[Aim of the exercise]: Find the line that contains "Place one keypoint on each instance of the aerial"; then retype it and each line after it, exactly, through the final line of the data below.
+++ The input
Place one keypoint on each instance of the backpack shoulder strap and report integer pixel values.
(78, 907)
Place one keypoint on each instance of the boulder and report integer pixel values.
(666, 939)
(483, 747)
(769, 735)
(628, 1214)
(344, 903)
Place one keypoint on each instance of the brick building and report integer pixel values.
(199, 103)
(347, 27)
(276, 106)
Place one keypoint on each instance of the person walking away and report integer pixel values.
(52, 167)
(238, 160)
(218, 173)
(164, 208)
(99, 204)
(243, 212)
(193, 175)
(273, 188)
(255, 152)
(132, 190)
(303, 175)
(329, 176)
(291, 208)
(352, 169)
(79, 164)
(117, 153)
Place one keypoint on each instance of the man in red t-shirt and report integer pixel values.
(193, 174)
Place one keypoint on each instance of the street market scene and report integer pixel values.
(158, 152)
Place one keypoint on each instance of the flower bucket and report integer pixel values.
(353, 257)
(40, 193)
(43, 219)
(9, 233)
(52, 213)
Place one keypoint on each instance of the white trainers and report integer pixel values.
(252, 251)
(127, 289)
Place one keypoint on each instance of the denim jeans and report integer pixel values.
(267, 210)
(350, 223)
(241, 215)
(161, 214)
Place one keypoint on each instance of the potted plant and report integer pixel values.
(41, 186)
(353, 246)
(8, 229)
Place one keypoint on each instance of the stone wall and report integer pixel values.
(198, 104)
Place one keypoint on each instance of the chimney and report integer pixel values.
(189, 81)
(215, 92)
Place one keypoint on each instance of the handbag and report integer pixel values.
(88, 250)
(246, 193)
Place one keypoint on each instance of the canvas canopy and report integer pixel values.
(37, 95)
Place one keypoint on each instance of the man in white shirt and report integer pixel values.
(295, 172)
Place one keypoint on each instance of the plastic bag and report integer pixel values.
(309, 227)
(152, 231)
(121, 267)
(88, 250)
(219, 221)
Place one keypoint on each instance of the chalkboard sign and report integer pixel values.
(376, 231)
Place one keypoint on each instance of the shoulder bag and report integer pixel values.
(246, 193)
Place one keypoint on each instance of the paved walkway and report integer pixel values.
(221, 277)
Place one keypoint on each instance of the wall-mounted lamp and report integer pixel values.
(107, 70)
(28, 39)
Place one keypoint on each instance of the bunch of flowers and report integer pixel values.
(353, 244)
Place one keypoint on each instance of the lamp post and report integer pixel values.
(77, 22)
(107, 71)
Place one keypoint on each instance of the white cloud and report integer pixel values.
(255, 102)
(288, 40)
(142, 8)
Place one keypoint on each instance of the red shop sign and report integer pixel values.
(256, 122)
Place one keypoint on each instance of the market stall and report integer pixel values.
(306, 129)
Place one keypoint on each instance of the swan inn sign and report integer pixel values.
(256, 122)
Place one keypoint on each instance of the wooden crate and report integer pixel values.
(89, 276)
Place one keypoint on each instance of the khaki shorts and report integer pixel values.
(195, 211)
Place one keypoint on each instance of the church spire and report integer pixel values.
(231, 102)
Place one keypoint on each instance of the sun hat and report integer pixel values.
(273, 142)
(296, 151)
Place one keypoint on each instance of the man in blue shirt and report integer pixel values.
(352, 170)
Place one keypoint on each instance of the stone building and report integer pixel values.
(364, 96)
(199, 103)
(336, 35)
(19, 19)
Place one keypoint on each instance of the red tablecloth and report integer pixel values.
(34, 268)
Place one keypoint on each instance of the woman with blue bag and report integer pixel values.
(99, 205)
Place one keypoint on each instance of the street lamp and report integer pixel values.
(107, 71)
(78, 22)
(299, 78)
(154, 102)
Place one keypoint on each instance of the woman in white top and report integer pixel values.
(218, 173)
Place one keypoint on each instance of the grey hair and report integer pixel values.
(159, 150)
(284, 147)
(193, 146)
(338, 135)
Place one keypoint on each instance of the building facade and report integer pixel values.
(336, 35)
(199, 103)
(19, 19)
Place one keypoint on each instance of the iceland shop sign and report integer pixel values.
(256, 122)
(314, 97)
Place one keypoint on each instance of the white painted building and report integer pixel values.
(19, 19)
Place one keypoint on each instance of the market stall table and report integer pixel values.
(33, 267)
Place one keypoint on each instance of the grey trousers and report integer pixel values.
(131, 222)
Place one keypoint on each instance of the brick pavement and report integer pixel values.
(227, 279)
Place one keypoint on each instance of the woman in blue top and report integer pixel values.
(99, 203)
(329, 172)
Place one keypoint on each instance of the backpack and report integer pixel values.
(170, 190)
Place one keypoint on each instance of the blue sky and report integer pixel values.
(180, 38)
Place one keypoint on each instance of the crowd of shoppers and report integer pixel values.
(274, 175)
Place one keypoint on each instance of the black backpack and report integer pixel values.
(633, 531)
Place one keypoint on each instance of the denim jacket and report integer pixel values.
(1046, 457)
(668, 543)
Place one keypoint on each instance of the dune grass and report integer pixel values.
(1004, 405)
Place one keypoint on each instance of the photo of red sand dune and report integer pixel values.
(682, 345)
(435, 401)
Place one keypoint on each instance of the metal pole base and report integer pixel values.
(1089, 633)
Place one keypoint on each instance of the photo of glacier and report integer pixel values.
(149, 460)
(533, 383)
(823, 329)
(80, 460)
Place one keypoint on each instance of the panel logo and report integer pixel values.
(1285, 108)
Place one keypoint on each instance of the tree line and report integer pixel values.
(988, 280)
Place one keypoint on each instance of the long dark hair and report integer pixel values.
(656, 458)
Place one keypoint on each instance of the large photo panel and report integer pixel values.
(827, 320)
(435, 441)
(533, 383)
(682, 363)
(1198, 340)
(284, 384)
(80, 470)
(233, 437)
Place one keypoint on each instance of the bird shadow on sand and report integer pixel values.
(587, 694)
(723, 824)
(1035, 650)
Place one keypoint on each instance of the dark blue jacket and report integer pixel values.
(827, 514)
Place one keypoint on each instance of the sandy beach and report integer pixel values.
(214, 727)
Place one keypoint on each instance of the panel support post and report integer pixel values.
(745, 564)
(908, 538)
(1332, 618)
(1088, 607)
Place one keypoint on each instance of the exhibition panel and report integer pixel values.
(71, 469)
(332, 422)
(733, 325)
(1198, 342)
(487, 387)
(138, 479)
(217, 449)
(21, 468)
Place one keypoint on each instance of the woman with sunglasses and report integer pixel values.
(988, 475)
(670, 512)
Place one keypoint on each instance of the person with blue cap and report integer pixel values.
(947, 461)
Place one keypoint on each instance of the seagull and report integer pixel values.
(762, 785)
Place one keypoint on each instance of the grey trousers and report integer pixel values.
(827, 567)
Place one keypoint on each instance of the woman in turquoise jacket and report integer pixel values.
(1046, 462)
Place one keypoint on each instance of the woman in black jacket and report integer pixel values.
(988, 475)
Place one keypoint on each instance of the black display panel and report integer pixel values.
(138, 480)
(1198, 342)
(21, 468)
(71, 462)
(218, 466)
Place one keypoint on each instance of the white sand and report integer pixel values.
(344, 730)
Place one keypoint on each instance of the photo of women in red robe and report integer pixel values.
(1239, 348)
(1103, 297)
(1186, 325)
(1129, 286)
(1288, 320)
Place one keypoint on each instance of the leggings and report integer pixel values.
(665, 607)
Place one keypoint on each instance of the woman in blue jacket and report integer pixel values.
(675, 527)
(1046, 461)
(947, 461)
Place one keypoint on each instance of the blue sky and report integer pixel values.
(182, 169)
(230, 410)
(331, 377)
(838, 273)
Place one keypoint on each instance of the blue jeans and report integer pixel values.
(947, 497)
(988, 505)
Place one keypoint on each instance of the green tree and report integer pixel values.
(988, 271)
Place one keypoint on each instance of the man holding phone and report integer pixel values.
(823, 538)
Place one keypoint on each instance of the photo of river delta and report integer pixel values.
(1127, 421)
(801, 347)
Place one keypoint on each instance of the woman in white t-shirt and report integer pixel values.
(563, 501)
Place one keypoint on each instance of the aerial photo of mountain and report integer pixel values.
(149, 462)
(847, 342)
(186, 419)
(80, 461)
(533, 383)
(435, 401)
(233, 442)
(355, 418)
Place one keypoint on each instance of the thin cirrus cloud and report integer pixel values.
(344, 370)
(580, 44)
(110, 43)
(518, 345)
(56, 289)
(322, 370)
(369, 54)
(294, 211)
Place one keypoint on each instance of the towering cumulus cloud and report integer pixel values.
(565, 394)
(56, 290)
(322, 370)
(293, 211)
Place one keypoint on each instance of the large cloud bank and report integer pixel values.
++++++
[Your response]:
Place one keypoint on each instance of the aerial photo of mountain and report integer pixel values.
(149, 462)
(847, 342)
(186, 419)
(80, 461)
(533, 383)
(435, 401)
(233, 442)
(355, 418)
Place one keypoint on each instance of the thin cirrus cloud and report integer pixel values.
(344, 370)
(580, 44)
(110, 43)
(518, 345)
(56, 289)
(322, 370)
(369, 54)
(294, 211)
Place one keypoint on each instance of the towering cumulus cloud and report integer pixel values.
(565, 394)
(56, 290)
(322, 370)
(293, 211)
Place one keypoint on each instance of the large cloud bank and report integer pixel values.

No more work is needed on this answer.